Copy out the listing word for word, from its opening line up to and including the line that contains "(493, 119), (528, 151)". Leave the pictures out of your copy.

>> START Records for the exercise

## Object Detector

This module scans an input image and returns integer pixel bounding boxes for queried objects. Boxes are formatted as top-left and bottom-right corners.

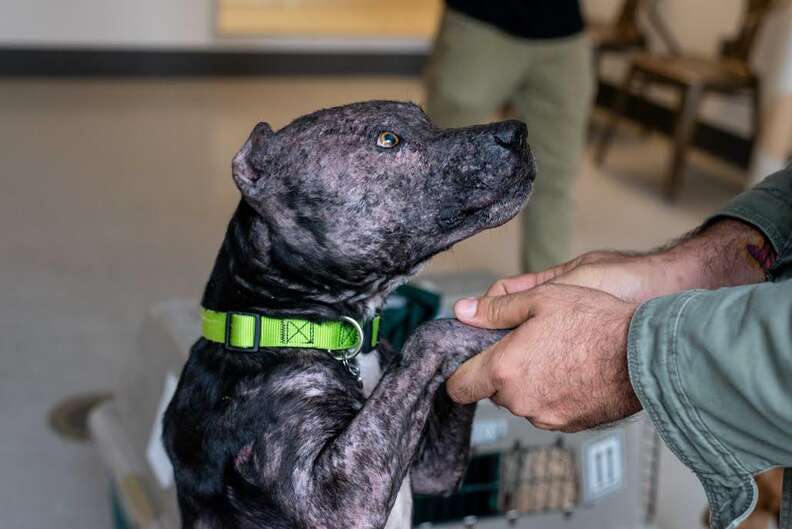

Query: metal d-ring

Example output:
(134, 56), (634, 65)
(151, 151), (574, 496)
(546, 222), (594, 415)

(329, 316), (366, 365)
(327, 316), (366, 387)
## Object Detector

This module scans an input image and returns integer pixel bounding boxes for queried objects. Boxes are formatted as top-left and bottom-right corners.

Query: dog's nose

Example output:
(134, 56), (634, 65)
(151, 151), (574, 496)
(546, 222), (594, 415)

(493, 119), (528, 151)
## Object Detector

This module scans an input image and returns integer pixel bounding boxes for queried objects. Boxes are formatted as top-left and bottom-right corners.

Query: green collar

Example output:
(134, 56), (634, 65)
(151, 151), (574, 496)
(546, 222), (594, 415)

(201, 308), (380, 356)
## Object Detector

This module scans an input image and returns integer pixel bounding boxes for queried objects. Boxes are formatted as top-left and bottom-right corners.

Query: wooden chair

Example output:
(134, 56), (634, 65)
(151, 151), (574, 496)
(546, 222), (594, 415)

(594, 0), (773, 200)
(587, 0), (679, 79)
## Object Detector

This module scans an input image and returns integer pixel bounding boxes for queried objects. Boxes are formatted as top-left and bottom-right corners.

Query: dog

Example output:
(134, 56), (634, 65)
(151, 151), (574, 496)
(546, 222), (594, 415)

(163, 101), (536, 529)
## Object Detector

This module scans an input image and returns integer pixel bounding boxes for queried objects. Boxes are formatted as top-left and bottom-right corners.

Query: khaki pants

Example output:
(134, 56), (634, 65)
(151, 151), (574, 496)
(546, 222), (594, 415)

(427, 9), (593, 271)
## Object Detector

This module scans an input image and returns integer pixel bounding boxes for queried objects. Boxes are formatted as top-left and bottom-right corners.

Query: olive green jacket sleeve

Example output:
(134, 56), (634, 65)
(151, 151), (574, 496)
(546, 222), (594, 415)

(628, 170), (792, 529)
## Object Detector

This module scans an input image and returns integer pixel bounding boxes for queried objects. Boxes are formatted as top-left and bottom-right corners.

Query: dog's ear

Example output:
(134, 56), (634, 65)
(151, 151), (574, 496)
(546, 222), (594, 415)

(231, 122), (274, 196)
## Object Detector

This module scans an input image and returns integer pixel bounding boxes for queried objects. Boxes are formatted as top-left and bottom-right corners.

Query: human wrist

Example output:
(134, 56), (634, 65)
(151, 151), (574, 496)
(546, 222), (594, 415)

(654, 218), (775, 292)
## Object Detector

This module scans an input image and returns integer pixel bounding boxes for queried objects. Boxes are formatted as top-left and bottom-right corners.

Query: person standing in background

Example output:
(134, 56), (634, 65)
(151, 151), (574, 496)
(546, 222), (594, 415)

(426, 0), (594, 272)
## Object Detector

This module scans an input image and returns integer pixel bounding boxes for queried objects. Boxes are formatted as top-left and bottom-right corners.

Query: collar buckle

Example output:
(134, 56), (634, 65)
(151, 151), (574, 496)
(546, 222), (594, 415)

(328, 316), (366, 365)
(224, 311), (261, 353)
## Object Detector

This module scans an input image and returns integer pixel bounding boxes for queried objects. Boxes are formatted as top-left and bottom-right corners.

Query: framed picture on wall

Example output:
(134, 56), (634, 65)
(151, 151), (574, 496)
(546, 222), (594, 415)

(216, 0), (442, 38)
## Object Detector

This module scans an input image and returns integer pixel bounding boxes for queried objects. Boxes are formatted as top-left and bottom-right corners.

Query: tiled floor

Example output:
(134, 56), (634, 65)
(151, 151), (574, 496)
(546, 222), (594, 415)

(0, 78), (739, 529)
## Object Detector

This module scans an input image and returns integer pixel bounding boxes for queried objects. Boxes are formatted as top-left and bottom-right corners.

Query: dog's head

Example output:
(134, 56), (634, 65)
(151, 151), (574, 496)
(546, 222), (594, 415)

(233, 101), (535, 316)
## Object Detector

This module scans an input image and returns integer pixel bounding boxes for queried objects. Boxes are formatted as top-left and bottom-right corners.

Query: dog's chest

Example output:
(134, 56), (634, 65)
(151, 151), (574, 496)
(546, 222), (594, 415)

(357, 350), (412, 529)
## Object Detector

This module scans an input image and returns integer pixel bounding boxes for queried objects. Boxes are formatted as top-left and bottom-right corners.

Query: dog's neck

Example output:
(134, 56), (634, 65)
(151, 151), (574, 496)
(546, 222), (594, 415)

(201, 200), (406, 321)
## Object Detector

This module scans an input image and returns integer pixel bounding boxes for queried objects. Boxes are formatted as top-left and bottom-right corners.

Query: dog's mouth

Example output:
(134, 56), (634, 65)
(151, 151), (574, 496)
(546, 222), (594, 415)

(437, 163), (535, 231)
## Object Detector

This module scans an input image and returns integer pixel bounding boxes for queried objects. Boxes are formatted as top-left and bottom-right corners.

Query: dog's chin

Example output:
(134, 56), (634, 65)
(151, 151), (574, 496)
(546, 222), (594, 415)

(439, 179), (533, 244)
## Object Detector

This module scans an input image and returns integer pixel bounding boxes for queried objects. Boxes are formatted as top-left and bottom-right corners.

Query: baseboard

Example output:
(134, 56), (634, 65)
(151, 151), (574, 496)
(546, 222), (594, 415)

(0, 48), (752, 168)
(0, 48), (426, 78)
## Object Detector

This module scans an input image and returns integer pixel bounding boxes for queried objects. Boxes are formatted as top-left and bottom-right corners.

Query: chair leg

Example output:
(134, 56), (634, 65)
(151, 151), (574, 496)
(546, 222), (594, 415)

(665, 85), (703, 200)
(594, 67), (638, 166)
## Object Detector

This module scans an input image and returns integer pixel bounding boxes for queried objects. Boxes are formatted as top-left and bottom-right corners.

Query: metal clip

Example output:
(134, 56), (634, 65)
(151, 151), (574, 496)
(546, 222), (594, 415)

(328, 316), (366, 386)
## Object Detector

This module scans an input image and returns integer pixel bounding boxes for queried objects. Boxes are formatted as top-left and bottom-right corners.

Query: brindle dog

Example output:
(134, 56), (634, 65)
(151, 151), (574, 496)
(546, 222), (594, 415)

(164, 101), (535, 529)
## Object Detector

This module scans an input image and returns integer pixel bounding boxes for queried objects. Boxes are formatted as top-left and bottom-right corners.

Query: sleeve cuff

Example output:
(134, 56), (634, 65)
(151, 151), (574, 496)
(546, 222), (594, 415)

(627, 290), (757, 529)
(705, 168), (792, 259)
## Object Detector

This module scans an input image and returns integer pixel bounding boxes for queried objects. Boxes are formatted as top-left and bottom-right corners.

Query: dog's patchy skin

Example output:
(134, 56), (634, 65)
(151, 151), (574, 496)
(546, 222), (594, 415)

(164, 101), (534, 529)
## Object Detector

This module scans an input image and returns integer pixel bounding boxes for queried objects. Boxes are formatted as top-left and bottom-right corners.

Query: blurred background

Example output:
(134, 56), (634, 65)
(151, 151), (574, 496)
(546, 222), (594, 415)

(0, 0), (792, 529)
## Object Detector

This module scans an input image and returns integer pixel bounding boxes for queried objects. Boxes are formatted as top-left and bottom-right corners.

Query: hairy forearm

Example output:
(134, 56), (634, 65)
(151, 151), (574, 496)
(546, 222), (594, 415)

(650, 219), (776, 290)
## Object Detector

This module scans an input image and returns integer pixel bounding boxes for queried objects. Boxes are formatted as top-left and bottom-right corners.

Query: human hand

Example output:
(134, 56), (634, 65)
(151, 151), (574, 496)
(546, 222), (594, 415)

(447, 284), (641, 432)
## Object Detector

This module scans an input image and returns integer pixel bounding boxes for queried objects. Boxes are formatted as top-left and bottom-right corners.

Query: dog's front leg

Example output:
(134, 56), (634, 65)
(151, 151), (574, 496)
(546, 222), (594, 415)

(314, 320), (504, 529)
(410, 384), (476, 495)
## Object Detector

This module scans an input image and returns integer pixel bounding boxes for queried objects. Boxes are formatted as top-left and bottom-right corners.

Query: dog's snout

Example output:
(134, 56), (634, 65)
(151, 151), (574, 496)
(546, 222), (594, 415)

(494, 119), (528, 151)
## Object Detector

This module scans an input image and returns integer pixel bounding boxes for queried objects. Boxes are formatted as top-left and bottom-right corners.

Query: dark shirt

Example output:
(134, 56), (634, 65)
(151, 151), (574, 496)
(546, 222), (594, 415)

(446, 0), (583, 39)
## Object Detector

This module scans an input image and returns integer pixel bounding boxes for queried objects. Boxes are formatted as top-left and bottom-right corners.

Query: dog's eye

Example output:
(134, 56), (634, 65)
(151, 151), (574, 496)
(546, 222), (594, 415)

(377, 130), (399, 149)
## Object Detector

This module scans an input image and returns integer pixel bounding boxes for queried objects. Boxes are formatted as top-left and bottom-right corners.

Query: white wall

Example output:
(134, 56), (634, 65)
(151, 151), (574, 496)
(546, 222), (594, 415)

>> END Records for the exercise

__Exercise result__
## Object Detector

This module scans an input image and returns integer pixel bounding boxes for queried objects. Boxes are formatted as top-left and bottom-right corners.


Query: metal d-ring

Example output:
(134, 56), (634, 65)
(151, 151), (574, 496)
(546, 222), (594, 415)

(329, 316), (366, 365)
(327, 316), (366, 387)
## Object Detector

This module scans an input image and returns integer pixel bounding boxes for queried objects. Boxes are formatted as top-left and bottom-right corners.

Query: dog's nose

Example output:
(134, 56), (634, 65)
(151, 151), (574, 496)
(546, 222), (594, 415)

(493, 119), (528, 151)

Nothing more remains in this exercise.